* [GIVEN PROBLEM]
Rewrite the records from the line with "Task: indicate the river" up to and including the final line, keeping the requests, with each answer coordinate (not the sample points) scaled by 0.45 and rounded to the nearest whole number, halves rounded up. Give only those lines.

*** ROWS

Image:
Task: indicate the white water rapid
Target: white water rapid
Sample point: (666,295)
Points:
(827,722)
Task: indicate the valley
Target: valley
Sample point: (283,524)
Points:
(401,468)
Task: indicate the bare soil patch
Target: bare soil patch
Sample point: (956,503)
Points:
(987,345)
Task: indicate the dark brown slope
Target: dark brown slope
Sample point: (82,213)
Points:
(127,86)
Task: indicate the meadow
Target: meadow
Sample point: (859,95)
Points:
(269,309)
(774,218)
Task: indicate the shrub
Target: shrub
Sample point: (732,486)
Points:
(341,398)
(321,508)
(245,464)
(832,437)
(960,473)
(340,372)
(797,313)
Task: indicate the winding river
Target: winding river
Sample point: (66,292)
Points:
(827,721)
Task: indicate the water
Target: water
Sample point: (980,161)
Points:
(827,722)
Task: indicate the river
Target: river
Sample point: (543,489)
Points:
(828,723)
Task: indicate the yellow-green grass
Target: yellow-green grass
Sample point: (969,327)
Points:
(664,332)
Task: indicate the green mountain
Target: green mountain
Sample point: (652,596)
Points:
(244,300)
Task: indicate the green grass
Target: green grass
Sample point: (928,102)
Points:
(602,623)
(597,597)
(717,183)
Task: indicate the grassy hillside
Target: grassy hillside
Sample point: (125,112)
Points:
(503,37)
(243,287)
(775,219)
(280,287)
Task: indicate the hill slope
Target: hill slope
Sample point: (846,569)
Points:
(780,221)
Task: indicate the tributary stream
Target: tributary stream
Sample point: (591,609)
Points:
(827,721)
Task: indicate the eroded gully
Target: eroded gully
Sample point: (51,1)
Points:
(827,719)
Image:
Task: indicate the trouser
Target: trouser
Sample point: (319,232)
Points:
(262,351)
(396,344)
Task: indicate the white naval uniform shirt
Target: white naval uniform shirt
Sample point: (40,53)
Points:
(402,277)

******

* [RESPONSE TO THIS EXERCISE]
Task: indicate the river
Target: river
Sample point: (543,489)
Points:
(373,325)
Task: indicate the yellow-green grass
Target: yellow-green grass
Sample point: (969,327)
Points:
(299,149)
Task: indicate the green mountain
Target: green mountain
Sample point: (652,596)
Points:
(110,135)
Task: indicate the green grass
Target: green grass
Sample point: (928,102)
Points:
(271,280)
(269,269)
(323,82)
Task: indicate the grassy hillside
Target: grassy hillside
Sample point: (125,112)
Points:
(226,17)
(109,129)
(349,99)
(126,129)
Task: indicate the hill slope
Target: hill slope
Sample point: (846,569)
Points:
(351,99)
Task: indicate the tributary stream
Target: tributary stream
Sample point: (591,609)
Points:
(372,324)
Task: indicate the eroded gully
Target: eroded gully
Sample point: (51,1)
Points:
(372,324)
Image:
Task: indicate the trouser
Target: trouser
Sample point: (319,232)
Points:
(118,158)
(178,155)
Task: indicate the white naval uniform shirt
Target: white naval uniform shirt
Sample point: (40,53)
Points:
(181,125)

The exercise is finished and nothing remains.